## Data entries:
_ _ _ _ _ _ _
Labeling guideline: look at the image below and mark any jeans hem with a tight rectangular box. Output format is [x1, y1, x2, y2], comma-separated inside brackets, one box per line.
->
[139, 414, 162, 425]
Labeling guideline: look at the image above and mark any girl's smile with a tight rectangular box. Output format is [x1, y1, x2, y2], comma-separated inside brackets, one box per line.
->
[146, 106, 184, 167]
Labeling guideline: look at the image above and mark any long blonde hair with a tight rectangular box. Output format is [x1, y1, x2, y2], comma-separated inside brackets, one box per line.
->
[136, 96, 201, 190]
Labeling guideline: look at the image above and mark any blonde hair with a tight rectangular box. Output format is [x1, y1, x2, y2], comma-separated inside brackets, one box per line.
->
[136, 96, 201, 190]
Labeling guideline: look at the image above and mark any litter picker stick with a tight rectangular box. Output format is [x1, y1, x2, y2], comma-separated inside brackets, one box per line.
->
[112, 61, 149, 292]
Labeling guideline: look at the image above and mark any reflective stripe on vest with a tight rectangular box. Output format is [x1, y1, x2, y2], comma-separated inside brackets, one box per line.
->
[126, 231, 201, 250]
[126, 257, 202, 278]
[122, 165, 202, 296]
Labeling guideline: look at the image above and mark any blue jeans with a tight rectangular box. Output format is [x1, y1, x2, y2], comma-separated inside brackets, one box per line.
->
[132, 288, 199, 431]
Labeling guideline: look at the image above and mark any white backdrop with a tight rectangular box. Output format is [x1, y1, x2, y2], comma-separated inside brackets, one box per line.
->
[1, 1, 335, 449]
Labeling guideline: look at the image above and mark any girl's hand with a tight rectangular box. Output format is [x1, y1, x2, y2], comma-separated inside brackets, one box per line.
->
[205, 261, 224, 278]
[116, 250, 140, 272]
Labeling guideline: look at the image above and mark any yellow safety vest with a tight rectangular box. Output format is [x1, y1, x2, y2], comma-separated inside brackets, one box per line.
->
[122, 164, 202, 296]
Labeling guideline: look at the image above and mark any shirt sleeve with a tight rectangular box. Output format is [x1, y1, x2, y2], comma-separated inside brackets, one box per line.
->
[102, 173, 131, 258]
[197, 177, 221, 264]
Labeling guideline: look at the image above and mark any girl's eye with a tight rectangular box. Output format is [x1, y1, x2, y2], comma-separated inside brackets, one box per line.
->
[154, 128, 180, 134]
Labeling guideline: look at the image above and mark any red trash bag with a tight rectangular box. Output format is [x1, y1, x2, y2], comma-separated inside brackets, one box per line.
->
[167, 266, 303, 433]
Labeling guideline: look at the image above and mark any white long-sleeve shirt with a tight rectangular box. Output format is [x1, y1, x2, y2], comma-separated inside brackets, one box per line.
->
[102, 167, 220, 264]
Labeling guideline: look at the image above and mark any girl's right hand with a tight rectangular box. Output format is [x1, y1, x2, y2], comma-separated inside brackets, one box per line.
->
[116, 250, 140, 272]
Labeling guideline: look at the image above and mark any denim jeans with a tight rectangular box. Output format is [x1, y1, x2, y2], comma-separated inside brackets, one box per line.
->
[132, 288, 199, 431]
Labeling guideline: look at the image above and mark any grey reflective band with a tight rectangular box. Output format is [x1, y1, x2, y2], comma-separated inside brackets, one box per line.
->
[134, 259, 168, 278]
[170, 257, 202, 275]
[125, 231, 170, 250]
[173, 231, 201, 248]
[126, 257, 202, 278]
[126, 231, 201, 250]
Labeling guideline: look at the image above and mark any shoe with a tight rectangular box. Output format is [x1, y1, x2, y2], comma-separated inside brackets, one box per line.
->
_ _ _ _ _ _ _
## PROBLEM STATEMENT:
Rewrite the listing from its first line through the line containing "[139, 414, 162, 425]", changing "jeans hem" to "trouser cuff" and keeping everything else the same.

## THE ANSWER:
Labeling guideline: look at the image below and mark any trouser cuff with a tight rectangular box. Output format is [x1, y1, x2, y2], comma-separated inside brackets, one box per line.
->
[139, 414, 162, 425]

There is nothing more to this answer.